- _PAGE_
This morning, I finished a production migration of a client application off of MongoDB and onto PostgreSQL. I'll document a few things I learned along the way here, and I'll spare you arguments about the merits of why we decided to migrate.

The Rails 4.0 application that I was migrating is small, about a year-old, runs on Heroku, has zero automated tests, and was using Mongoid.

I was hoping to find a silver bullet to just do my job for me (like MoSQL!), but after running into a number of hurdles, it seemed like I was better rolling my own migration. I also decided to do all the conversions in Ruby from a Rails-aware process so that I could run all of the models' validations as they were moved from one store into the next (acquiescing to how slow this would be).

Prep a development environment

Since I wasn't familiar with the application or with MongoDB, the first step to pull off any migration was to take a snapshot of production so that I could be sure any code I wrote would be run under realistic data. (This was only possible because of production's modest size, but if it had been larger I could have taken a random sample). To load production onto my machine, I ran:

mongodump -h "$NAME.mongohq.com:10015" -d myAppId1234 -u heroku -p "$PASSWORD" -o db/dump/myAppId1234.mongo
mongorestore --drop db/dump/myAppId1234.mongo

Next, I pointed the Mongoid config's (config/mongoid.yml) development key to the new dump:

development:
  sessions:
    default:
      database: myAppId1234

Now my development server would be running with production code. This way I could be sure to develop migrations that hit all of (and only!) the edge cases that matter to my production data.

- _REQUEST 1_
Reproduce the stretch of the migration post from "This morning, I" through "was using Mongoid." word for word.
- _REQUEST 2_
Resume the MongoDB-to-PostgreSQL migration post, starting after its final sentence.
The rows that come next are separate material and do not belong to the migration post.

- _DATASET ROWS_
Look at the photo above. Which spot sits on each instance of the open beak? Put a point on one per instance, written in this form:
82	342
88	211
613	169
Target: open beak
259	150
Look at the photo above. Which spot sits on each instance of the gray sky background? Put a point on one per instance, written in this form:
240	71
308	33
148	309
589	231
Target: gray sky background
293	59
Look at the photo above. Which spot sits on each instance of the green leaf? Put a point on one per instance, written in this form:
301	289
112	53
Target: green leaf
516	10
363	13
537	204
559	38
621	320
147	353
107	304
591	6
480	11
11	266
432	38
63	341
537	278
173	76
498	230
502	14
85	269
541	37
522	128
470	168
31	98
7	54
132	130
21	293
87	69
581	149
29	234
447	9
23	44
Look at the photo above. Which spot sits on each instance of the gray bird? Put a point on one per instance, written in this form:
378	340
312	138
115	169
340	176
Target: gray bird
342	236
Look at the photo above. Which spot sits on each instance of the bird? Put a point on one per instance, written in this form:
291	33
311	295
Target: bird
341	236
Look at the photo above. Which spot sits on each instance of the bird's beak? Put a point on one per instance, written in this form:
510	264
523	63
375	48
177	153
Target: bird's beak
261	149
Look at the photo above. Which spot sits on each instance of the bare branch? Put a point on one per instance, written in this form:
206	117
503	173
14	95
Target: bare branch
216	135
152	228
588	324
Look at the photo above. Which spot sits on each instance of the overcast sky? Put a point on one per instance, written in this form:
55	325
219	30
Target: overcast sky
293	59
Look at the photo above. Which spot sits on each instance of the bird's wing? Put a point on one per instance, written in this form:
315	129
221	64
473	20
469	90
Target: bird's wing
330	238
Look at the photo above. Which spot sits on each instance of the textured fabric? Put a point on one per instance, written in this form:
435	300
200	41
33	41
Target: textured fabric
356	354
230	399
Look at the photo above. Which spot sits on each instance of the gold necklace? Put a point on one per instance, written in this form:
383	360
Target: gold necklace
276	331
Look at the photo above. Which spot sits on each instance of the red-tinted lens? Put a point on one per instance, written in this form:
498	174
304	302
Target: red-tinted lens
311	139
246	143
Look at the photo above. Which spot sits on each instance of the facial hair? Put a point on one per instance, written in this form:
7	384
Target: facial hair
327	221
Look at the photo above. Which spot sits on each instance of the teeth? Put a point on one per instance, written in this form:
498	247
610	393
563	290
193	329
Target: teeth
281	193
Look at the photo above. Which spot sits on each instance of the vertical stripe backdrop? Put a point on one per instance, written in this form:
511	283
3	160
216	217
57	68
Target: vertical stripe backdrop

- _WRITTEN RESPONSE 1_
This morning, I finished a production migration of a client application off of MongoDB and onto PostgreSQL. I'll document a few things I learned along the way here, and I'll spare you arguments about the merits of why we decided to migrate.

The Rails 4.0 application that I was migrating is small, about a year-old, runs on Heroku, has zero automated tests, and was using Mongoid.

- _WRITTEN RESPONSE 2_
Shadow your models

Next, I prepared to add ActiveRecord support to the app:

  • I added the pg gem to the project and a config/database.yml
  • I uncommented require "active_record/railtie" to my application.rb
  • I copied all of my Mongoid models into a new Sql module with mkdir app/models/sql && cp app/models/*.rb app/models/sql and had them extend ActiveRecord::Base instead of including Mongoid::Document

This left me with a structure that looked a little like this:

├── cheese.rb
├── sql
│   ├── cheese.rb
│   ├── user.rb
│   └── walrus.rb
├── user.rb
└── walrus.rb

(In my case, I had 8 or 9 models in total.)

Finally, I generated a new, empty migration and began to take stock of my situation.

Identify your constraints

I was very fortunate that this application wasn't taking advantage of any of Mongo's advanced features, neither in its document composition nor its runtime operations. Here are a few happy constraints I was able to identify:

  • One god model had has_many relationships pointing to 6 or 7 other models with reciprocal belongs_to relationships
  • No other model had any relationships at all
  • The only non-traditional field type in any of the Mongo documents was one Array field, but Zach pointed out that Postgres actually has a query-able Array type which was a perfect fit. (Just pass :array => true as an option to the column definition in your migration.)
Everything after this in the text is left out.